--- Directions for this task ---
Update everything from the start of the records down to the line containing "92 161 L 96" by changing "separate parts" to "disconnected parts", keeping all else unchanged and leaving out the pictures.

▬▬▬

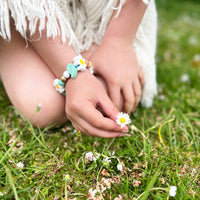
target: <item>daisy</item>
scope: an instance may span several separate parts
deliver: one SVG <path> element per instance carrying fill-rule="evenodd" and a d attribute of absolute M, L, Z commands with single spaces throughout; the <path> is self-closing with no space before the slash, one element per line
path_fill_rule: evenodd
<path fill-rule="evenodd" d="M 142 0 L 144 2 L 144 4 L 148 5 L 149 4 L 149 0 Z"/>
<path fill-rule="evenodd" d="M 122 169 L 123 169 L 123 166 L 122 166 L 122 164 L 121 164 L 121 163 L 118 163 L 118 165 L 117 165 L 117 169 L 118 169 L 119 171 L 122 171 Z"/>
<path fill-rule="evenodd" d="M 92 161 L 96 161 L 98 158 L 99 158 L 99 156 L 100 156 L 100 154 L 98 154 L 98 153 L 95 153 L 95 154 L 93 154 L 91 151 L 90 152 L 87 152 L 86 154 L 85 154 L 85 160 L 88 162 L 88 161 L 90 161 L 90 162 L 92 162 Z"/>
<path fill-rule="evenodd" d="M 177 190 L 176 186 L 171 186 L 170 189 L 169 189 L 169 196 L 175 197 L 176 196 L 176 190 Z"/>
<path fill-rule="evenodd" d="M 24 167 L 24 163 L 21 162 L 21 161 L 18 162 L 18 163 L 17 163 L 17 167 L 20 168 L 20 169 L 22 169 L 22 168 Z"/>
<path fill-rule="evenodd" d="M 117 124 L 121 125 L 121 128 L 123 128 L 126 124 L 130 124 L 131 120 L 127 113 L 120 112 L 117 115 Z"/>
<path fill-rule="evenodd" d="M 59 85 L 60 80 L 59 79 L 55 79 L 53 81 L 53 86 L 56 88 L 56 90 L 60 93 L 63 93 L 65 91 L 65 86 L 64 85 Z"/>
<path fill-rule="evenodd" d="M 75 66 L 78 65 L 78 71 L 83 71 L 86 69 L 87 65 L 85 63 L 85 59 L 81 55 L 74 57 L 73 61 Z"/>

▬▬▬

--- Complete response ---
target: <item>daisy</item>
scope: an instance may span several disconnected parts
deliver: one SVG <path> element per instance carrying fill-rule="evenodd" and a d attribute of absolute M, L, Z commands with single spaces throughout; the <path> is self-closing with no space before the slash, one element per line
path_fill_rule: evenodd
<path fill-rule="evenodd" d="M 142 0 L 144 2 L 144 4 L 148 5 L 149 4 L 149 0 Z"/>
<path fill-rule="evenodd" d="M 122 169 L 123 169 L 123 166 L 122 166 L 122 164 L 121 164 L 121 163 L 118 163 L 118 165 L 117 165 L 117 169 L 118 169 L 119 171 L 122 171 Z"/>
<path fill-rule="evenodd" d="M 92 161 L 96 161 L 98 158 L 99 158 L 99 156 L 100 156 L 100 154 L 98 154 L 98 153 L 95 153 L 95 154 L 93 154 L 91 151 L 90 152 L 87 152 L 86 154 L 85 154 L 85 160 L 88 162 L 88 161 L 90 161 L 90 162 L 92 162 Z"/>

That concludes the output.